▸ **What this task involves**: Every line in the records below between the one holding "Point to the red" and the one holding "Point to the green stem.", inclusive, is to be set down exactly; all other lines are to be left out.

(Items listed in a dataset)
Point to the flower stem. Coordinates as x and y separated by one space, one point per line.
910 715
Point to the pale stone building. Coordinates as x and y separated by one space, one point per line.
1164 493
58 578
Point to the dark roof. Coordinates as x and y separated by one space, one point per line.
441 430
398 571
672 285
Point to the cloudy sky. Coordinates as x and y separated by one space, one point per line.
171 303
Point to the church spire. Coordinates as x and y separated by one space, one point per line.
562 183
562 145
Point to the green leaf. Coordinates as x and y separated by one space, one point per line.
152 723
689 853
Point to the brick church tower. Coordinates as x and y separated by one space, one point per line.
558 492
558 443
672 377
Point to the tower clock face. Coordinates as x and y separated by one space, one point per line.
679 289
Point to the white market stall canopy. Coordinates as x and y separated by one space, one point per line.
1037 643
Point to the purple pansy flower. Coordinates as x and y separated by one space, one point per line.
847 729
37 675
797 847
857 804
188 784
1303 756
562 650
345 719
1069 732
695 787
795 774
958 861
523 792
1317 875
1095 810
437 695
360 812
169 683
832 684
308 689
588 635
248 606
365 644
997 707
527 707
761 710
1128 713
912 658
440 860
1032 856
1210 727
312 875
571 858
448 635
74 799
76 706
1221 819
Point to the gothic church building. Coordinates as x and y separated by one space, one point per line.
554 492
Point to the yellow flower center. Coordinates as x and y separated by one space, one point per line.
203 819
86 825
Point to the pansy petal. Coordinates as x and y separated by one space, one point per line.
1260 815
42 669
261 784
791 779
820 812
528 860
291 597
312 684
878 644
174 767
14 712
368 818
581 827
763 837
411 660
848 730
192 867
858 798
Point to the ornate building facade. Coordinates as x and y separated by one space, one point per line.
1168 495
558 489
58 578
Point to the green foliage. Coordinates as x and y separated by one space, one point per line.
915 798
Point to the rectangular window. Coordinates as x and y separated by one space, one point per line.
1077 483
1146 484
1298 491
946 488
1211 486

--

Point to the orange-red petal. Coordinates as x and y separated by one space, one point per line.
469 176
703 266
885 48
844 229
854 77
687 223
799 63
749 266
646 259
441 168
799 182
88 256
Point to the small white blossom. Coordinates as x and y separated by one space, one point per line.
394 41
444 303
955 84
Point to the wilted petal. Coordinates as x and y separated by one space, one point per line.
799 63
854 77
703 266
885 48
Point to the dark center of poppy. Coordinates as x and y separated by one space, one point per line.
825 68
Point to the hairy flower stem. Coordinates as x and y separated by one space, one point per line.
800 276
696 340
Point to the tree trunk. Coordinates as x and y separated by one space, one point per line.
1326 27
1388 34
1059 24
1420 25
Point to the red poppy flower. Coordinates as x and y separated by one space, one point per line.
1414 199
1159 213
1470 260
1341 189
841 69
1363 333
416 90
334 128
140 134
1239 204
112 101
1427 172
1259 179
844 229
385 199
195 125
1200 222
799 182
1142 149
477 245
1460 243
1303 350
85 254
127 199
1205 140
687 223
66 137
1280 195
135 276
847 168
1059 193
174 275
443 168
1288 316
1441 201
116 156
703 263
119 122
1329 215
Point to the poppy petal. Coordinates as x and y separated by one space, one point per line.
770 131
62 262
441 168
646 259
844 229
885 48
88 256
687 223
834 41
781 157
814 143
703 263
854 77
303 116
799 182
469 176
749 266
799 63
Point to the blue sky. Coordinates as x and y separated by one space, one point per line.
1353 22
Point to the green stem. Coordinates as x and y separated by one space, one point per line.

▸ **Solution to this task**:
Point to the red poppy flower. Coordinates as x and y separated by one space, one point per line.
1414 199
1159 213
1470 260
1341 189
841 69
1363 333
416 90
334 128
140 134
1239 204
112 101
1427 172
1259 179
844 229
385 199
195 125
1200 222
799 182
1142 149
477 245
1460 243
1303 350
85 254
127 199
1205 140
687 223
66 137
1280 195
135 276
847 168
1059 193
174 275
443 168
1288 316
1441 201
116 156
703 263
119 122
1329 215
Point to the poppy petal. Coordinates as x and y separated by one space, one point per line.
770 131
62 262
441 168
646 259
844 229
885 48
88 256
687 223
834 41
781 157
814 143
703 263
854 77
303 116
799 182
469 176
749 266
799 63
Point to the blue sky. Coordinates as x and y separated by one space, one point per line.
1353 22
Point to the green stem. Coordinates as x and y separated by one space, one point per line.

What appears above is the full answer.